**Task prompt**
Your task is to give the data again, exactly, with every line intact.

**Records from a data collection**
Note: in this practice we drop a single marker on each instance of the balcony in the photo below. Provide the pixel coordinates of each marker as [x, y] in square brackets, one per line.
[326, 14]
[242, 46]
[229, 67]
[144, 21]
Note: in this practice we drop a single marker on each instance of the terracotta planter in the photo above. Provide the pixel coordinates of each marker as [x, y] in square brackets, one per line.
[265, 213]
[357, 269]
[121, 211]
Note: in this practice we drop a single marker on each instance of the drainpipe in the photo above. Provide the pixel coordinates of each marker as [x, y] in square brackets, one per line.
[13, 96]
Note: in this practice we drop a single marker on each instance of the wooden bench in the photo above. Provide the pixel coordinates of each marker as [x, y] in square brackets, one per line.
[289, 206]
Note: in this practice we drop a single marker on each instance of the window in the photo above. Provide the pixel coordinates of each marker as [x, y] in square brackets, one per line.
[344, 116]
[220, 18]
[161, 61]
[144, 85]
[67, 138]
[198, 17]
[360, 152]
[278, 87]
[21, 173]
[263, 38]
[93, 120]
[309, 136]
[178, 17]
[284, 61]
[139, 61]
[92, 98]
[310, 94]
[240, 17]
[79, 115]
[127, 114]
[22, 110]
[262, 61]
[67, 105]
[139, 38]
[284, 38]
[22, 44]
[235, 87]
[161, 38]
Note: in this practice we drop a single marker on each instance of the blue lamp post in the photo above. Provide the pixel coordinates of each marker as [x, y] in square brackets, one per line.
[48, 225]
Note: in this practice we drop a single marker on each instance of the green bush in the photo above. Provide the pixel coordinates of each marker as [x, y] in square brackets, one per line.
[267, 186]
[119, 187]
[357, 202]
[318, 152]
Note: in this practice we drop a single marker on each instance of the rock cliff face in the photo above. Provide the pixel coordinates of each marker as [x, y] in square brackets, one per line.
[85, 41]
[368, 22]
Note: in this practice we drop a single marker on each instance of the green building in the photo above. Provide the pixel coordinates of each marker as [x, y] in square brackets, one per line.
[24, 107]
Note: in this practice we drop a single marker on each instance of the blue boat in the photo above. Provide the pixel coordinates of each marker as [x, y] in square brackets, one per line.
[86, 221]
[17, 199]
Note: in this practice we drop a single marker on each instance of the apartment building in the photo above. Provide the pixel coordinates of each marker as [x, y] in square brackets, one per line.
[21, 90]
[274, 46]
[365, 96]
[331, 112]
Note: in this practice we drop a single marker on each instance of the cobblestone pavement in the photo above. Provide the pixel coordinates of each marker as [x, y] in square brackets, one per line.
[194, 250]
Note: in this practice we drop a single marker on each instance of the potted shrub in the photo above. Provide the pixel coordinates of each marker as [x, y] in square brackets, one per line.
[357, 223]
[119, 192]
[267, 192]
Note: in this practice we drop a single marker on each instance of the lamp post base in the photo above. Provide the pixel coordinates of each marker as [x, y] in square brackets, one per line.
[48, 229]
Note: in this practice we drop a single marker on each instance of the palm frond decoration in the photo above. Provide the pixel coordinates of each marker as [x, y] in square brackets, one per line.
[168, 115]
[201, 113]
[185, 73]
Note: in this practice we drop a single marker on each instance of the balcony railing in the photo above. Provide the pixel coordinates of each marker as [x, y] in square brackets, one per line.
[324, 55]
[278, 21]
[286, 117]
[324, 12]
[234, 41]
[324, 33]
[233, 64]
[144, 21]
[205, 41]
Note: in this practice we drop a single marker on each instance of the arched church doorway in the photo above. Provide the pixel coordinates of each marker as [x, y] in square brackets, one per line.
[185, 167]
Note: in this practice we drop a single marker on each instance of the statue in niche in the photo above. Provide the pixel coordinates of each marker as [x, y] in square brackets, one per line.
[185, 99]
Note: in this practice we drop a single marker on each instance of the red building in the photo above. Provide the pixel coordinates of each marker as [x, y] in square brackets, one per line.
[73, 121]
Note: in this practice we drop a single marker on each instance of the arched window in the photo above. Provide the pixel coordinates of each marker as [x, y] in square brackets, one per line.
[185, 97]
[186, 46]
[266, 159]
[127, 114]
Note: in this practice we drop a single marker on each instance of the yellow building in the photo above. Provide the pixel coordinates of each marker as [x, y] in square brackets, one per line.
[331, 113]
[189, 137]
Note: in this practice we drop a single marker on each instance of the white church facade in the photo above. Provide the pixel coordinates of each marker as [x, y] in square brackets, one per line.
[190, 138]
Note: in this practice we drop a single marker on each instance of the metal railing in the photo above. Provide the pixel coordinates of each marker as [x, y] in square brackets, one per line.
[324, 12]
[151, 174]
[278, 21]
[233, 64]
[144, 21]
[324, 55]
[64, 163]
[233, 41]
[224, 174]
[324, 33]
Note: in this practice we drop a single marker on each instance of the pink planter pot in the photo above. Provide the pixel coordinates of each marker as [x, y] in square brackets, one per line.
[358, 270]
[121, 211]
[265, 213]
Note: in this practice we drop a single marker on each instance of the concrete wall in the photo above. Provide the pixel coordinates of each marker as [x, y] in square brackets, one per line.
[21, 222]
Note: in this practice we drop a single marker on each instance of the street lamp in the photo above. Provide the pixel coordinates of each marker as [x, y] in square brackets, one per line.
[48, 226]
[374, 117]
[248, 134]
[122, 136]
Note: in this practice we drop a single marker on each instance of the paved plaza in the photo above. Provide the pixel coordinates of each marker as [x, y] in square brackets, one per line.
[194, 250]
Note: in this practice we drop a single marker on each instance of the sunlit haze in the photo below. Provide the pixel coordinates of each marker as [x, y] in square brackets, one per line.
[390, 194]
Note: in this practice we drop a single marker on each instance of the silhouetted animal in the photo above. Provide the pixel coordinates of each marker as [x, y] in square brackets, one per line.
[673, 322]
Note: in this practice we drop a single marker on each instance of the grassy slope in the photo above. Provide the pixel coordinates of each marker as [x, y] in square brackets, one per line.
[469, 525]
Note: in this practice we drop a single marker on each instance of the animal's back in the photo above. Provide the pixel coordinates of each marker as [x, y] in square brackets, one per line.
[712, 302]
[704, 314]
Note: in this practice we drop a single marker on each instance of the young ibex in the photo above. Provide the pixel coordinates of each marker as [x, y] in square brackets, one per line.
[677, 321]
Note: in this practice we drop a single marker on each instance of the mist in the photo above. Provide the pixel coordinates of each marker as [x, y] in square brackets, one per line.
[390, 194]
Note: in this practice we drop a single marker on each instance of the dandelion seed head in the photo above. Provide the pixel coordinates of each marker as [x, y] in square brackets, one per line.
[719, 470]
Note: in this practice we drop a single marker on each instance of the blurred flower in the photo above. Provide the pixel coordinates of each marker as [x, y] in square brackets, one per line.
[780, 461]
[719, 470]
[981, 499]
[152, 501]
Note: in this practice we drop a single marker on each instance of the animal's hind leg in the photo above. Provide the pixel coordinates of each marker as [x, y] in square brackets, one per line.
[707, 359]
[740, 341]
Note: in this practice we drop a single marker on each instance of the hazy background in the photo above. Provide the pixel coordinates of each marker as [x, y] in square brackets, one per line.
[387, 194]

**Reply to the task**
Note: in this practice we drop a single marker on each instance of the balcony in the photo below. Provide the pixel coordinates of each marker as [x, y] in square brackets, one per line.
[326, 14]
[242, 46]
[229, 67]
[144, 21]
Note: in this practice we drop a single marker on each instance of the terracotta planter in the photo above. Provide the pixel coordinates of each marker as [x, y] in square brackets, one per line.
[265, 213]
[357, 269]
[121, 211]
Note: in this practice we drop a single marker on each instance of the drainpipe in the photo above. Provide the pixel coordinates of each marker as [x, y] in square brackets, one per line.
[13, 96]
Note: in this practice we drop a single marker on each instance of the wooden bench in the photo above. Provide the pixel coordinates of each marker as [x, y] in square brackets, one per line.
[289, 206]
Note: in this practice we drop a single marker on each instance of the window in the photo above. Provide the pixel coordinates of each marker as [x, y] in square brackets, one per line.
[344, 116]
[220, 18]
[161, 61]
[144, 85]
[67, 138]
[198, 17]
[360, 152]
[278, 87]
[21, 173]
[263, 38]
[93, 120]
[309, 136]
[178, 17]
[284, 61]
[139, 61]
[92, 98]
[310, 94]
[240, 17]
[79, 115]
[127, 114]
[22, 110]
[262, 61]
[67, 105]
[139, 38]
[284, 38]
[22, 44]
[235, 87]
[161, 38]
Note: in this practice we drop a single marker on each instance of the blue lamp post in the photo above. Provide the pixel coordinates of each marker as [x, y] in square brackets, one per line.
[48, 225]
Note: in this practice we drop a single marker on each instance of the green bush in the photo above. Provide the pixel coordinates of each marker as [x, y] in square brackets, one per line.
[267, 186]
[119, 187]
[357, 202]
[318, 152]
Note: in this practice we drop a single marker on each instance of the rock cliff face in the photo above. Provide the pixel coordinates of each marker as [x, y] in square brackets, one per line.
[85, 41]
[368, 22]
Note: in this practice we drop a single marker on each instance of the green building in the photo above. Provide the pixel coordinates of each marker as [x, y] in square brackets, one per line.
[24, 107]
Note: in this practice we drop a single marker on each instance of the blue boat in the photo above. Provide the pixel coordinates of each marker as [x, y] in square brackets, one per line.
[86, 221]
[17, 199]
Note: in this practice we drop a single marker on each instance of the apartment building in the photo above. Provide the pixel coordinates of each marker as [x, y] in square brackets, one per line.
[21, 90]
[274, 46]
[365, 96]
[331, 112]
Note: in this practice we drop a single marker on each instance of the cobblestone pavement in the photo above. Provide the pixel coordinates of each marker as [x, y] in square brackets, one per line.
[194, 250]
Note: in this practice we drop a single marker on each instance of the potted shrub in the photo above. Provide the pixel coordinates of each marker as [x, y] in square brackets, one per line.
[357, 223]
[119, 192]
[267, 192]
Note: in this practice we drop a single marker on each instance of the lamp post base in the photo above. Provide the pixel coordinates of each marker as [x, y] in square brackets, one per line.
[48, 229]
Note: in this practice we drop a single marker on each instance of the palm frond decoration in the photo above. Provide the pixel coordinates of each marker as [x, y] in square brackets, one per line.
[168, 115]
[201, 113]
[185, 73]
Note: in this practice we drop a single marker on each instance of the balcony railing in the photo above. Provide the pixel coordinates of each marker as [x, y] in square brackets, one per line.
[324, 55]
[278, 21]
[286, 117]
[324, 12]
[234, 41]
[324, 33]
[233, 64]
[144, 21]
[205, 41]
Note: in this practice we drop a single marker on each instance of the arched church doorway in the photo above. Provide the pixel coordinates of each marker as [x, y] in square brackets, one per line.
[185, 167]
Note: in this practice we drop a single marker on each instance of the statue in niche in the photo above. Provide the pixel coordinates of each marker as [x, y] in square brackets, one per line.
[185, 99]
Note: in this practice we drop a single marker on each instance of the red building in the photo above. Provide the pixel coordinates of each marker as [x, y] in square brackets, one per line.
[73, 121]
Note: in this practice we drop a single marker on each instance of the arched window in the photo above. Provide the pixel coordinates of each marker as [x, y] in square brackets, one per line.
[185, 97]
[186, 46]
[266, 159]
[127, 114]
Note: in this practice we drop a single marker on each instance of the yellow building in the photo above. Provide the pixel coordinates of each marker as [x, y] in square brackets, one per line.
[331, 113]
[189, 137]
Note: in this practice we drop a single marker on each instance of the white church facade in the photo above. Provide the pixel coordinates of each marker as [x, y] in square brackets, one per line.
[190, 138]
Note: in this practice we drop a single marker on each instance of the metal railing in the photo above. Provide the pixel coordinates of each marker as [x, y] in square brackets, one per line.
[324, 12]
[151, 174]
[278, 21]
[233, 64]
[144, 21]
[324, 55]
[64, 163]
[233, 41]
[224, 174]
[324, 33]
Note: in this practice we drop a single marker on each instance of the pink planter pot in the photo above. Provide the pixel coordinates of each marker as [x, y] in square brackets, one per line.
[358, 270]
[121, 211]
[265, 213]
Note: in this practice we drop a single marker on each instance of the concrete wall in the photo above. Provide the pixel coordinates of each marker as [x, y] in square brackets, one per line.
[21, 222]
Note: in this practice we drop a single marker on each instance of the street lamp in the photo above. Provide the pixel coordinates of each marker as [x, y] in square brackets, one per line.
[48, 226]
[374, 117]
[248, 134]
[122, 136]
Note: in this practice we drop a single marker on each instance of the paved plaza in the photo above. Provide the pixel coordinates of each marker as [x, y] in square brackets, one per line.
[194, 250]
Note: in this practice we drop a single marker on each instance of the sunlit haze in the photo below. Provide the pixel coordinates of each marker as [x, y] in square brackets, one per line.
[390, 194]
Note: in this practice we drop a single marker on each instance of the silhouetted animal in the photo above. Provide the pixel coordinates of each marker as [x, y] in square brackets, one per line.
[673, 322]
Note: in this practice we drop a single marker on each instance of the grassy slope in the photo above. Provide the pixel coordinates of each marker as [x, y] in square brackets, one per line.
[469, 525]
Note: in this practice we drop a single marker on each instance of the animal's back in the photo above. Provide the pixel coordinates of each marker as [x, y] in square brackets, one per line.
[712, 302]
[704, 314]
Note: in this practice we drop a single marker on each instance of the young ibex in the photo above. Provide the pixel coordinates of each marker as [x, y] in square brackets, one per line.
[677, 321]
Note: in this practice we drop a single marker on each instance of the mist in the photo above. Provide the pixel coordinates of each marker as [x, y] in square brackets, one per line.
[390, 194]
Note: in this practice we drop a single marker on each instance of the dandelion seed head in the photo above. Provide the pixel coordinates of each marker as [x, y] in square brackets, one per line.
[719, 470]
Note: in this practice we drop a single marker on each instance of the blurred flower in the photo above. Provide the pixel coordinates of each marker as [x, y] in square brackets, one per line.
[780, 461]
[719, 470]
[981, 499]
[152, 501]
Note: in this practice we drop a single marker on each instance of the animal's hind leg in the photo above. Provide the pixel coordinates of each marker as [x, y] in square brackets, one per line.
[707, 359]
[740, 341]
Note: in this practice we drop a single marker on each instance of the hazy background in the photo above. Provide the pixel coordinates of each marker as [x, y] in square brackets, one per line.
[387, 194]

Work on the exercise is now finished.